Extrait du texte ▸
:::
Quand on a de quinze à dix-huit ans, l’imagination est ardente, les forces bouillonnent. Il faut de la joie, de l’espace. Or le milieu étouffait ces cœurs vibrants de chansons et d’enthousiasme.
Si, du moins, cette jeunesse avait trouvé un dérivatif hors du collège ! Mais l’industrie, la fièvre de la vie moderne n’ont guère d’attraits pour ses tendances profondes. II ne lui restait qu’à mourir d’ennui au collège et à contrefaire les aînés aux jours de sortie en organisant des beuveries et des fêtes crapuleuses… Ce qui abrutissait sans satisfaire. C’était n’être jeune que pour devenir vieux le plus vite possible.
:::
Données affichées ▸
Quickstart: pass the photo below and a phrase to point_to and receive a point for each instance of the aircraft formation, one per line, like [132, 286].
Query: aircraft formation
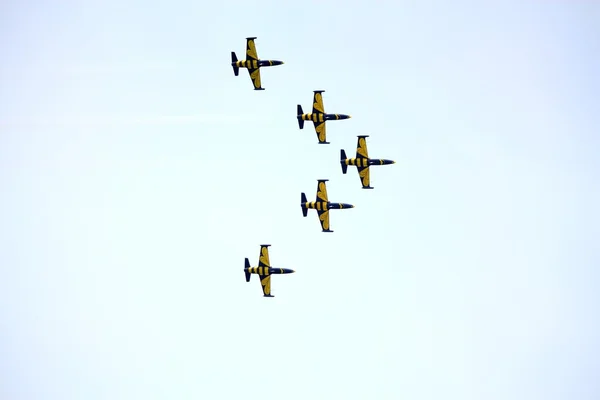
:::
Travail demandé ▸ Recopiez mot pour mot, dans l'extrait du texte, le passage qui s'ouvre sur les mots contenant « Quand on a de » et se termine par « plus vite possible. ».

Résultat attendu ▸
Quand on a de quinze à dix-huit ans, l’imagination est ardente, les forces bouillonnent. Il faut de la joie, de l’espace. Or le milieu étouffait ces cœurs vibrants de chansons et d’enthousiasme.
Si, du moins, cette jeunesse avait trouvé un dérivatif hors du collège ! Mais l’industrie, la fièvre de la vie moderne n’ont guère d’attraits pour ses tendances profondes. II ne lui restait qu’à mourir d’ennui au collège et à contrefaire les aînés aux jours de sortie en organisant des beuveries et des fêtes crapuleuses… Ce qui abrutissait sans satisfaire. C’était n’être jeune que pour devenir vieux le plus vite possible.